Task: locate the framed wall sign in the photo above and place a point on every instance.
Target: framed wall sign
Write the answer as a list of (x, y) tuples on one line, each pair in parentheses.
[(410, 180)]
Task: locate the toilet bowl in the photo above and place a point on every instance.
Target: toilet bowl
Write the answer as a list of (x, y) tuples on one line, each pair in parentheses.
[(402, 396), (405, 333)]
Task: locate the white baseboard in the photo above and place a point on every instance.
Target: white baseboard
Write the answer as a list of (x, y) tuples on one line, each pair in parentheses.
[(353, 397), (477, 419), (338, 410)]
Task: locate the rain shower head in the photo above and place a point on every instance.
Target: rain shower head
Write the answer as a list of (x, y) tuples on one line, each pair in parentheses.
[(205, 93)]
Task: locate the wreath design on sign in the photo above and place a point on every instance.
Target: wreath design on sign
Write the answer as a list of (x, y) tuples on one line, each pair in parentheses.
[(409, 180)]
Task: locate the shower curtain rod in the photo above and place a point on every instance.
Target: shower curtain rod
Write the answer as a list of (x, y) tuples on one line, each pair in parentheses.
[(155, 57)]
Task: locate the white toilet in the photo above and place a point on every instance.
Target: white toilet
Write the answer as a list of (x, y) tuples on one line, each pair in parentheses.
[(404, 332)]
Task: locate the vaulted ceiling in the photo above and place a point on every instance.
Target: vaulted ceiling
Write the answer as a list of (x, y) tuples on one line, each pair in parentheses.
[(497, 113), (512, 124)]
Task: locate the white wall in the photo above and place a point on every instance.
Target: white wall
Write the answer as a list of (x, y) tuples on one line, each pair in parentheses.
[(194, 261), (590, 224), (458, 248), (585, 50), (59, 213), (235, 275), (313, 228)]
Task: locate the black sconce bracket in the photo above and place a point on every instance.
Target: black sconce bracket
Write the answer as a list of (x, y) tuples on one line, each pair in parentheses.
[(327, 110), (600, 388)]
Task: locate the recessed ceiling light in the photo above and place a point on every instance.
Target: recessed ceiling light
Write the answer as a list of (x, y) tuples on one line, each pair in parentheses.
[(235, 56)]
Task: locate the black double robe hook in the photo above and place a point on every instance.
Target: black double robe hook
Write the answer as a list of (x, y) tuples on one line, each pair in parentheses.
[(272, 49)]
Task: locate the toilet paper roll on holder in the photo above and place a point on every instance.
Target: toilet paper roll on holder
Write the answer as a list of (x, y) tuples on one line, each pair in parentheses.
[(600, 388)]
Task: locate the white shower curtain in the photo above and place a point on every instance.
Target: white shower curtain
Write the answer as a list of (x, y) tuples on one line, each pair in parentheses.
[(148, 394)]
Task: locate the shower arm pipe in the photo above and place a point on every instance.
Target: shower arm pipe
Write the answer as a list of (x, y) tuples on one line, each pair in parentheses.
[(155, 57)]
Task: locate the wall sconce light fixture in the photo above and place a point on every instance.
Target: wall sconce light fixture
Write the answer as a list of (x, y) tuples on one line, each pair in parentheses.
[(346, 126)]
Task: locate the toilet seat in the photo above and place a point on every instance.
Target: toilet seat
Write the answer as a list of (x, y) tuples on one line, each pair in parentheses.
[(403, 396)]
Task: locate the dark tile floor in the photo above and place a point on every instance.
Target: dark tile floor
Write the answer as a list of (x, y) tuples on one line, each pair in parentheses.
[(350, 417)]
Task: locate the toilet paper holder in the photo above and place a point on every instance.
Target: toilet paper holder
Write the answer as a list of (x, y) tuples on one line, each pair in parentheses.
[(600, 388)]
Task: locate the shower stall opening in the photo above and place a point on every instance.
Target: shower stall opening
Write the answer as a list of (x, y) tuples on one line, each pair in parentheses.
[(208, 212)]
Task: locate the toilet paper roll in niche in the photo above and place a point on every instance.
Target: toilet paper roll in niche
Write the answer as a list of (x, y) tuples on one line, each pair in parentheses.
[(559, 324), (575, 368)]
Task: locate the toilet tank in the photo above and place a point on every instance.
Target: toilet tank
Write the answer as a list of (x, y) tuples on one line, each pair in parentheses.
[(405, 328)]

What is required ::
Working through the records, find each line containing the word "vaulted" and copy it.

Finished exercise ::
Task: locate the vaulted ceiling in the photo above and place a point on every instance.
Target: vaulted ceiling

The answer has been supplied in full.